INFORMATION GIVEN ->
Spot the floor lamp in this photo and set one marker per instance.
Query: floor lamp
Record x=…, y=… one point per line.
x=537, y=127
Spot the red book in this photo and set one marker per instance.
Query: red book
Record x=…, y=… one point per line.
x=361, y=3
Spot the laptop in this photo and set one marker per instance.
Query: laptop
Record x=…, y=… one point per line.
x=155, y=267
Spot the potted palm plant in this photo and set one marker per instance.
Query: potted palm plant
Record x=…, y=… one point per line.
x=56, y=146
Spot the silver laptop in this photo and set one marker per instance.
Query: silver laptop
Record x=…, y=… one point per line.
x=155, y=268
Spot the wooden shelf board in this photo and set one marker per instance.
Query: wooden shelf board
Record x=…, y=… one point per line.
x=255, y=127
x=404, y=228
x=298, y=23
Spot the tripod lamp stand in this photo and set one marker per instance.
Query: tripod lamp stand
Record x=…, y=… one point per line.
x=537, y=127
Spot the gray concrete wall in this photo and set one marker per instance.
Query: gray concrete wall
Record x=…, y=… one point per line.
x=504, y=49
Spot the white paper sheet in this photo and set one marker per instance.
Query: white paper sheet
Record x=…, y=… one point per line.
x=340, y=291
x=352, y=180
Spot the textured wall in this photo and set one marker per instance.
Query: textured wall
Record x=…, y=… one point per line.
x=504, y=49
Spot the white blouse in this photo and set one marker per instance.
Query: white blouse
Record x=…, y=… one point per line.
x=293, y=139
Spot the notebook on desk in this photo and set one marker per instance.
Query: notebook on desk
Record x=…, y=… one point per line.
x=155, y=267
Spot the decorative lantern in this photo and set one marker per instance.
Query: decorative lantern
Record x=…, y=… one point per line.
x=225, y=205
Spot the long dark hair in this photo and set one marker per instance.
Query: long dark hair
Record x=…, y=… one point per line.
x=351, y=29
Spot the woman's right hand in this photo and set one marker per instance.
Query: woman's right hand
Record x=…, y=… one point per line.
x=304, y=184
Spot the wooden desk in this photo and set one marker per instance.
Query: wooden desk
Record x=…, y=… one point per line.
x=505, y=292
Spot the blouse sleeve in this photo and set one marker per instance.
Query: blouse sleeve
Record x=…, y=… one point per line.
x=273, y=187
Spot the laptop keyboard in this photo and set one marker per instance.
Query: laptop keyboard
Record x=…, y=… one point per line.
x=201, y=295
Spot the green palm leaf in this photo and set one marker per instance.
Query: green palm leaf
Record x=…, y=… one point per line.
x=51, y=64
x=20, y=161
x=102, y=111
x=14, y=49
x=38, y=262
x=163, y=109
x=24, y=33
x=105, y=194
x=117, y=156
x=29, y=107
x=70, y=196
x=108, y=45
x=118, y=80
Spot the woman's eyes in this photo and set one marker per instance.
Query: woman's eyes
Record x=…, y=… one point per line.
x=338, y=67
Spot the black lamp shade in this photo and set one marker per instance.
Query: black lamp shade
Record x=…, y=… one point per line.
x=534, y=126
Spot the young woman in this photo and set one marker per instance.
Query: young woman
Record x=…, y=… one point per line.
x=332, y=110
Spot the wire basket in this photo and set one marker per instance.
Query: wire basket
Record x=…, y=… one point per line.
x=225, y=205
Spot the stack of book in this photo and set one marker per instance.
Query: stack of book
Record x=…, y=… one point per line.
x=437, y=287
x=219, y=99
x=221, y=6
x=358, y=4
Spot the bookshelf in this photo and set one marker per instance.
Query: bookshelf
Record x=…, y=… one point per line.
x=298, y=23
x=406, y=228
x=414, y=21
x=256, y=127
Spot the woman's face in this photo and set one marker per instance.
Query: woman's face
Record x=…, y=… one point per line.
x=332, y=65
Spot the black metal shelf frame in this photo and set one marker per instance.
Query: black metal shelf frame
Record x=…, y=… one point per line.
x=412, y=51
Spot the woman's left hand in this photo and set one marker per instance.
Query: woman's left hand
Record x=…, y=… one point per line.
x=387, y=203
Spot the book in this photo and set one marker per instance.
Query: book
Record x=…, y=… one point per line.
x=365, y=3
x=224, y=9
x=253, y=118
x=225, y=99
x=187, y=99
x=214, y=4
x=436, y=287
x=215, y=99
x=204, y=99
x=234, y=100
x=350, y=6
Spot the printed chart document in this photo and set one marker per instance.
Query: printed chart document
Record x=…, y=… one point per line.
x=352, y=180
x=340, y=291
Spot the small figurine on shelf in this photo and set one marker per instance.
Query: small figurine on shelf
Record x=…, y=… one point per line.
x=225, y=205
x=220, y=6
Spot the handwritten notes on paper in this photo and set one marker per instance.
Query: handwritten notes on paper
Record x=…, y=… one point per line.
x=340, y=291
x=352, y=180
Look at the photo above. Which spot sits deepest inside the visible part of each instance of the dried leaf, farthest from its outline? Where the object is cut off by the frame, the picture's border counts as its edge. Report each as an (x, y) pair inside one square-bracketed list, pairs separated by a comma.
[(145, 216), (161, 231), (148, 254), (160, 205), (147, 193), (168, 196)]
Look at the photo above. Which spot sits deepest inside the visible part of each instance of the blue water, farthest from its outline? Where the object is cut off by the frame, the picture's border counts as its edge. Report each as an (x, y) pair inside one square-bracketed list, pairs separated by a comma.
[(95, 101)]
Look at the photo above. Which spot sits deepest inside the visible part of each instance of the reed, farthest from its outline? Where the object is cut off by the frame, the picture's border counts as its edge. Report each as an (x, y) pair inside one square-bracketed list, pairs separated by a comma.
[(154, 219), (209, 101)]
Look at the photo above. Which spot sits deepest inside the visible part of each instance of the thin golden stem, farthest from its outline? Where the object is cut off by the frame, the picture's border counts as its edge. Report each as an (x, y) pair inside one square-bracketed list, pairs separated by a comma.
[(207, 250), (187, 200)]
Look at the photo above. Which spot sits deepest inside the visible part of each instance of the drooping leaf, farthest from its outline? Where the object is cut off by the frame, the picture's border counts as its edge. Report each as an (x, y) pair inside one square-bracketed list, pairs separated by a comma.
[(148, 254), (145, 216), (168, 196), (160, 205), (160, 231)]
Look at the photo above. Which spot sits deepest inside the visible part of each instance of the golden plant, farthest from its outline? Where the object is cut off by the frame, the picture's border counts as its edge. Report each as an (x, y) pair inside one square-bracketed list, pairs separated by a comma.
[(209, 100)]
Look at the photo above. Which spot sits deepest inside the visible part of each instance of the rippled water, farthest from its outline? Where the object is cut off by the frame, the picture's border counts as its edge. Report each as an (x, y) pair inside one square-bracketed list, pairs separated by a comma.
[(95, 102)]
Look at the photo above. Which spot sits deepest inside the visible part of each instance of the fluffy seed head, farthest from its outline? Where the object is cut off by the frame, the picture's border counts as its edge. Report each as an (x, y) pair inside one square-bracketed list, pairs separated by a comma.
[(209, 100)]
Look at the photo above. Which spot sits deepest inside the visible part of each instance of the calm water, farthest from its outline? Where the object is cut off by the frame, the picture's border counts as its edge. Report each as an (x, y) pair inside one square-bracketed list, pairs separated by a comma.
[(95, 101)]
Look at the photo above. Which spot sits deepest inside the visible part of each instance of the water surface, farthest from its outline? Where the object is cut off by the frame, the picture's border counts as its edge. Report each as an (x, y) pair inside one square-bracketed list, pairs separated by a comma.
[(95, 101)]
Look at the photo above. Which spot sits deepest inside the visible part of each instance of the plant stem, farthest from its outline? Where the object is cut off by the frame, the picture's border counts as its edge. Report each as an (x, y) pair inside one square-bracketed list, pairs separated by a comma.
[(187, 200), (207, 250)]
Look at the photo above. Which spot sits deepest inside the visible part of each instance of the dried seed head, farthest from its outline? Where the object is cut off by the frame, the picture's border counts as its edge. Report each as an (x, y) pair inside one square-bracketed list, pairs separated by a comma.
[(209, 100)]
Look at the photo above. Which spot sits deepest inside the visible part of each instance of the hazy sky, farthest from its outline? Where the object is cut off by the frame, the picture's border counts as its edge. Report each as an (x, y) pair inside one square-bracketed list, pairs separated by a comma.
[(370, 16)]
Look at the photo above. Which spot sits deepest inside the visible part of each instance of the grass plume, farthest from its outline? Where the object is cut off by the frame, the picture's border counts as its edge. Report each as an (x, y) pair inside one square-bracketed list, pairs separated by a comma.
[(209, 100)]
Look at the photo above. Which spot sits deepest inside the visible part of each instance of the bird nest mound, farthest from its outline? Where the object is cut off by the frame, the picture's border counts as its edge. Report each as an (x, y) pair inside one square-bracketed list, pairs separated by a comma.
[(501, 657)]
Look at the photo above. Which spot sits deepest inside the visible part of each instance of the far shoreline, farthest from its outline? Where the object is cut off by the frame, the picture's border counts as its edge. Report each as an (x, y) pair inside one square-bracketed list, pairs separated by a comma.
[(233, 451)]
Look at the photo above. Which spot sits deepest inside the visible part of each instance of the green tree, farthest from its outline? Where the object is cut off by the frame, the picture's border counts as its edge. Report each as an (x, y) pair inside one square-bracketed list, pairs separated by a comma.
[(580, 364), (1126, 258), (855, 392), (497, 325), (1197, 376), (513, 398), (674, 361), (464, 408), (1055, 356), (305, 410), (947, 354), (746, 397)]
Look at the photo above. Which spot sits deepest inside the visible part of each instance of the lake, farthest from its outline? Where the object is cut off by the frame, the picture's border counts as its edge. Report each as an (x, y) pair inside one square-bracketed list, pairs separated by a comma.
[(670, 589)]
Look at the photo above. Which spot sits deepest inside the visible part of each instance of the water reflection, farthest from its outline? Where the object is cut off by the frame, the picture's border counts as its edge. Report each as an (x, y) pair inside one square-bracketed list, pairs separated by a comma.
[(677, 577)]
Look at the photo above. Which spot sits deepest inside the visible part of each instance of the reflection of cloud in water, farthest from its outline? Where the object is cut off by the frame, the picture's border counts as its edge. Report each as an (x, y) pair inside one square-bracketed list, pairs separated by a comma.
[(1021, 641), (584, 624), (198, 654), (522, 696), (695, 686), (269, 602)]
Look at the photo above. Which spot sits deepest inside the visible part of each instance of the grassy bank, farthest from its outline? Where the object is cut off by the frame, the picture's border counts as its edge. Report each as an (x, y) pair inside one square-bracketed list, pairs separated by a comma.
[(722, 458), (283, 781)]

REQUIRED WORK -> Reproduce the records between the lines holding "Spot the wooden shelf" and "x=293, y=139", inclusive, with the requests included and every x and y coordinate in the answers multiplied by 0.8. Round each scaled coordinate to a whole number, with halves rounded up, and leave the requests themselves unchanged.

RESULT OF THE TASK ->
Spot the wooden shelf board in this photo and set one marker per instance.
Query: wooden shelf board
Record x=…, y=… one point per line.
x=204, y=102
x=323, y=182
x=238, y=18
Spot the tripod lamp stand in this photo and set one marker per instance.
Query: tripod lamp stand
Record x=…, y=… one point per line.
x=430, y=102
Spot the gray concrete wall in this photo and set one marker per instance.
Query: gray concrete wall
Record x=…, y=… one point per line.
x=403, y=39
Spot the white paper sheet in this photo and set one marker per instance.
Query: white paper sheet
Record x=…, y=… one point per line.
x=272, y=233
x=282, y=144
Spot the textured wall in this photo and set one marker per instance.
Query: textured wall
Record x=…, y=… one point per line.
x=403, y=39
Spot the white blouse in this photo and set one marker per instance.
Query: white blouse
Record x=…, y=… one point per line.
x=234, y=111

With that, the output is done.